Data records:
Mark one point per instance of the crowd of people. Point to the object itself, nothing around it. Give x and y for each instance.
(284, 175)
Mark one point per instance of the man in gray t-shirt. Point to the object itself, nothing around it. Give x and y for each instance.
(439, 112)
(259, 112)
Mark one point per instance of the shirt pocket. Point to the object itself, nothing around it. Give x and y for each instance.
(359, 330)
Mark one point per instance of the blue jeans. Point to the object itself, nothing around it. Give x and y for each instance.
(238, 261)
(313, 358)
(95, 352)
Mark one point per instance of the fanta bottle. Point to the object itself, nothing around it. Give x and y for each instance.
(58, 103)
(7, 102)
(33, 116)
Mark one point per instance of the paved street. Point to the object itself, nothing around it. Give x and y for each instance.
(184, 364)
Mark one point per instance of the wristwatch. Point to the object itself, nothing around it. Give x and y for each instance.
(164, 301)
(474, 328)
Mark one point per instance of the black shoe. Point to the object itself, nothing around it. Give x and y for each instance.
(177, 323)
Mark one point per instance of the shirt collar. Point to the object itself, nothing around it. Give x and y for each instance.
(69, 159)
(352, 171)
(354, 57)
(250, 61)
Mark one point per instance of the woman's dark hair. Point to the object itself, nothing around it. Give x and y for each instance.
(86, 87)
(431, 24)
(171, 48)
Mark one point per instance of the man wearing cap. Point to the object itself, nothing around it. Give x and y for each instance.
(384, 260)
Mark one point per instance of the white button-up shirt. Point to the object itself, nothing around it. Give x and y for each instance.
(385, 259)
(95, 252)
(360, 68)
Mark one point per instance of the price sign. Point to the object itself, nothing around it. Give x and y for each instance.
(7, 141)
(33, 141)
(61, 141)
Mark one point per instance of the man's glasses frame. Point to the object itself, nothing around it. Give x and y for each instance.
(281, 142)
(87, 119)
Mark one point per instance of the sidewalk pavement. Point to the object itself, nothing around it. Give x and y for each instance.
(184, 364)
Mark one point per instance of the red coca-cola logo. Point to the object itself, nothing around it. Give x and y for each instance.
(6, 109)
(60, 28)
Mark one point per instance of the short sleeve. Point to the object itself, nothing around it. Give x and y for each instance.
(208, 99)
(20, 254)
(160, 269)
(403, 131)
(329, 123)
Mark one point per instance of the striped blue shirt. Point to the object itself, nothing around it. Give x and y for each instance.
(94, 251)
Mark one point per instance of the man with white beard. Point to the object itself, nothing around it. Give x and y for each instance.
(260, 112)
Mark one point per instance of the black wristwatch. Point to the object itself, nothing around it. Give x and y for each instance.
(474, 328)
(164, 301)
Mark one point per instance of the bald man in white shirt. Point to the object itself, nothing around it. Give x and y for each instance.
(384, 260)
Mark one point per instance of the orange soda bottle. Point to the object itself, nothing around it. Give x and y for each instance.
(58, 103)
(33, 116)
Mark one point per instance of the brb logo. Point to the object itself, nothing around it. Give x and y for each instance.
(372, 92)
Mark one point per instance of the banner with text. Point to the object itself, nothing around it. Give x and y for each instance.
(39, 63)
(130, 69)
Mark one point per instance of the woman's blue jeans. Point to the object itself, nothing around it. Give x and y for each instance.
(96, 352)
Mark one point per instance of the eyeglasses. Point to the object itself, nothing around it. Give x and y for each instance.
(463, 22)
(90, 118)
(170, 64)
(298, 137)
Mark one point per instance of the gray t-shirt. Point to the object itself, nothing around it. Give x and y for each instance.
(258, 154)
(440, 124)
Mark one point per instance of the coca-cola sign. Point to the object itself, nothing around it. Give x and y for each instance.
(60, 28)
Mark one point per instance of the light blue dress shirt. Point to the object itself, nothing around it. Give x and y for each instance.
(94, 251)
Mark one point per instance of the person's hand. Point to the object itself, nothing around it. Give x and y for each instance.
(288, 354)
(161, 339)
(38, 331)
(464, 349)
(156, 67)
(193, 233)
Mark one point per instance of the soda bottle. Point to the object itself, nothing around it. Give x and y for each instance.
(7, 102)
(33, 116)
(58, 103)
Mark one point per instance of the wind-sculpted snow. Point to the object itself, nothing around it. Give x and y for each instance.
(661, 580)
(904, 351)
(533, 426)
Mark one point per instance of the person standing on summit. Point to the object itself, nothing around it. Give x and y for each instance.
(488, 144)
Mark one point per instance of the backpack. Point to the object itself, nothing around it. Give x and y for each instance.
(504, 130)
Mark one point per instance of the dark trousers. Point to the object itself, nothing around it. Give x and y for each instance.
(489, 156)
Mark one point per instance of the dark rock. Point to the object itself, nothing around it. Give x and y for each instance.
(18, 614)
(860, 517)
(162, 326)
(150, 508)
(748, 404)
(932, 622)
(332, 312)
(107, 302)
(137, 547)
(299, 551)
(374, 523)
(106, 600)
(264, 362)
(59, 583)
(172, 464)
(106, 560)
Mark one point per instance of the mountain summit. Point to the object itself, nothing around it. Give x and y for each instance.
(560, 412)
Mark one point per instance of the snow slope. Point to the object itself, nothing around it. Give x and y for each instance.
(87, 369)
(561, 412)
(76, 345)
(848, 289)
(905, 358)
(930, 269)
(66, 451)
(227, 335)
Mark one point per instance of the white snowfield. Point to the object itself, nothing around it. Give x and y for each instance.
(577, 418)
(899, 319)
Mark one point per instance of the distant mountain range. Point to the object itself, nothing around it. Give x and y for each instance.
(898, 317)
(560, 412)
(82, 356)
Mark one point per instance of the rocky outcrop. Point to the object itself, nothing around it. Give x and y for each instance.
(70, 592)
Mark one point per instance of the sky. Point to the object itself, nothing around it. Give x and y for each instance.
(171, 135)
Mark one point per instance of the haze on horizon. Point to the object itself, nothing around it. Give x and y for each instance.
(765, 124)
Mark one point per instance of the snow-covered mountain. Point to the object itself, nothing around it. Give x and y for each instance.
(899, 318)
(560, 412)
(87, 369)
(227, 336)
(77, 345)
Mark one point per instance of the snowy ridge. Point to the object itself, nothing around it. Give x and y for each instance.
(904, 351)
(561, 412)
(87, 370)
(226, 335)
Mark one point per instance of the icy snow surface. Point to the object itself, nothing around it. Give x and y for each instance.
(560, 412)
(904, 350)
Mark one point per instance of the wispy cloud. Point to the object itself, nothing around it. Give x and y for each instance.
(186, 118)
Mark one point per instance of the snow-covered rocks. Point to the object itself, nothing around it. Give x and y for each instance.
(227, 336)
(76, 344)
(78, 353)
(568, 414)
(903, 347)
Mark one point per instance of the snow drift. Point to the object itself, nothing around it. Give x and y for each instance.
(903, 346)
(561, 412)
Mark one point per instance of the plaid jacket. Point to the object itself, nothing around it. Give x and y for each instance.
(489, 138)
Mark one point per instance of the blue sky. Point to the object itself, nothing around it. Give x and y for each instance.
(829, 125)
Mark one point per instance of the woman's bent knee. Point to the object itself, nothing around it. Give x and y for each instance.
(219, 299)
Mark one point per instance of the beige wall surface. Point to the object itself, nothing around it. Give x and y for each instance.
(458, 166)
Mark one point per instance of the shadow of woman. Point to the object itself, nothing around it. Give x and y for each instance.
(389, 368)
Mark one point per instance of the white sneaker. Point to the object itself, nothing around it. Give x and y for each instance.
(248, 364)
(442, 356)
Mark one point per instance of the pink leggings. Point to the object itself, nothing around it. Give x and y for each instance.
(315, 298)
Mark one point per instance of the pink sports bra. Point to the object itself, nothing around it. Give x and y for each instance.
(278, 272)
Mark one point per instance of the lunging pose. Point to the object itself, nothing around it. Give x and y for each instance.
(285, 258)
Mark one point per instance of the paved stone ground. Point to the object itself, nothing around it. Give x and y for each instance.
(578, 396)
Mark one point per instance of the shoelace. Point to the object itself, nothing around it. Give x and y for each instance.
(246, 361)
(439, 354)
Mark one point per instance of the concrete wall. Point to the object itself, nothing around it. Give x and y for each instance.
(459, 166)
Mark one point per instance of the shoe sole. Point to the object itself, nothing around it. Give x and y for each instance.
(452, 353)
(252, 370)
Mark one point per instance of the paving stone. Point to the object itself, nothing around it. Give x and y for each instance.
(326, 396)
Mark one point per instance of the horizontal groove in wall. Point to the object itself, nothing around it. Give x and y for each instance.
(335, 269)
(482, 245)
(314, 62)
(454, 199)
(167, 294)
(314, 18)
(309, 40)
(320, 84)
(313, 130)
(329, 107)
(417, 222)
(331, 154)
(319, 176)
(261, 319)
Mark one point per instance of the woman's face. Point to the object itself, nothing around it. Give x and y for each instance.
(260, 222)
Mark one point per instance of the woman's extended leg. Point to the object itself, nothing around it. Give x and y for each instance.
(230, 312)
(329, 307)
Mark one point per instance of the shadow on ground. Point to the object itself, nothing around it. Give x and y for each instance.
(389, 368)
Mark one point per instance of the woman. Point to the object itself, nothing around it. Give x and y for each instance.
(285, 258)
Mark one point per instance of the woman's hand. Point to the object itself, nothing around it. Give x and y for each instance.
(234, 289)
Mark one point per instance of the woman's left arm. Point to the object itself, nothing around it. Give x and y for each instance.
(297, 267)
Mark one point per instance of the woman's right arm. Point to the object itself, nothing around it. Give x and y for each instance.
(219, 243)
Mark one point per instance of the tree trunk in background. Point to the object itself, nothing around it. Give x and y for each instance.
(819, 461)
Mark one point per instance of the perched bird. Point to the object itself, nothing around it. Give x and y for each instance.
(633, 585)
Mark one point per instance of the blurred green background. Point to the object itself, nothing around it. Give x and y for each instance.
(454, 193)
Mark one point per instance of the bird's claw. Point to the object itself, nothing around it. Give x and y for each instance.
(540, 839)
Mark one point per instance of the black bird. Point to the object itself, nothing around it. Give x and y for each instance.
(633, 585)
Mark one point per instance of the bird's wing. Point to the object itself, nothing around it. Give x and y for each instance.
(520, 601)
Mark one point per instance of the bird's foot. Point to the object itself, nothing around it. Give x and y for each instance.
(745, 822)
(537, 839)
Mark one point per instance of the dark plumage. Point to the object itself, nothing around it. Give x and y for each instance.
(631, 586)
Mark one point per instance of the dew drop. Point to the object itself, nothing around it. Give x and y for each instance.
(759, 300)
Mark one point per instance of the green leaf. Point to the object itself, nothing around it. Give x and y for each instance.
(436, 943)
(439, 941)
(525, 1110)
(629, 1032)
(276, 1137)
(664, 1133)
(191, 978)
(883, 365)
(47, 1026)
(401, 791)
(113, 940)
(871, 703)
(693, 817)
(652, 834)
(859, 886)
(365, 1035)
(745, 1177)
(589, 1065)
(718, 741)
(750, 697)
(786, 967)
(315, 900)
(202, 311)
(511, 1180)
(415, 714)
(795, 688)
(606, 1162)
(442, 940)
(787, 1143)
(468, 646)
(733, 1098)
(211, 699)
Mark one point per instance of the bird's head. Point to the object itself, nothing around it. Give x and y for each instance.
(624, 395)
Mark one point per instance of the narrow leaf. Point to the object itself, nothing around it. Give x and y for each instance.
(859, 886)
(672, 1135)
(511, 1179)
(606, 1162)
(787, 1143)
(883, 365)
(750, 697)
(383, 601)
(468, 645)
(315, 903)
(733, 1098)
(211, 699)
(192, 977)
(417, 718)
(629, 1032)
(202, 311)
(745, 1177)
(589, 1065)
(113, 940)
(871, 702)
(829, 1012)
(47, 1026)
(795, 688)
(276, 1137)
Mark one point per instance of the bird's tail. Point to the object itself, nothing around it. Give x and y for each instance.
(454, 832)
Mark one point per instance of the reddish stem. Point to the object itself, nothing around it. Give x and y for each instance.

TASK REQUIREMENTS:
Would you reproduce, word for word, the lines from the one holding "Mark one point per instance of the blurred" through the final line of the entries, both included?

WRITTEN RESPONSE:
Mark one point per instance of the blurred green background. Point to the object itself, nothing around it. Give x and y for each instance.
(454, 193)
Mark one point per instance of the bird's claw. Point to the object itself, nothing around it. Give x and y for each instance.
(540, 839)
Mark one point per instance of the black bird. Point to the object itself, nothing around it. Give x and y for each instance.
(633, 585)
Mark one point per instance of the bird's wing. Point to the object itself, nothing around it. Give x and y for each instance.
(520, 601)
Mark one point per instance of the bird's foot. Point to the object itself, nothing around it. Give x and y for each instance.
(745, 822)
(537, 839)
Mark one point per instance of the dark plumage. Point to the object itself, nothing around it. Give x and y for each instance.
(631, 586)
Mark one point per instance of the dew drop. Point to the object itself, nothing around it. Give x and y for each instance.
(759, 300)
Mark one point per instance of the green leaf. Point to the object itself, nothing around it. Give x and y for each instance.
(436, 943)
(439, 941)
(525, 1110)
(629, 1032)
(276, 1137)
(664, 1133)
(191, 978)
(883, 365)
(47, 1026)
(401, 791)
(113, 940)
(871, 703)
(693, 817)
(652, 834)
(859, 886)
(365, 1035)
(745, 1177)
(589, 1065)
(718, 741)
(750, 697)
(786, 967)
(315, 900)
(202, 311)
(511, 1180)
(415, 714)
(795, 688)
(606, 1162)
(442, 940)
(787, 1143)
(468, 646)
(733, 1098)
(211, 699)
Mark one point per instance of the bird's head. Point to the object itself, nothing around it. Give x and y for each instance.
(624, 395)
Mark one point per instance of the narrow leaf. Point to the object itself, nothing around it. Give x and y for each instance.
(859, 886)
(672, 1135)
(511, 1179)
(606, 1162)
(787, 1143)
(883, 365)
(750, 697)
(383, 601)
(468, 645)
(315, 903)
(733, 1098)
(211, 699)
(192, 977)
(417, 718)
(629, 1032)
(202, 311)
(745, 1177)
(589, 1065)
(113, 940)
(871, 702)
(829, 1012)
(47, 1026)
(795, 688)
(276, 1137)
Mark one point per instance of the bird's tail. Point to the object itself, nothing around it. Give x and y for each instance.
(454, 832)
Mark one point per instance of the reddish stem. Point to the object itself, nothing around it. Give x and y for each instance.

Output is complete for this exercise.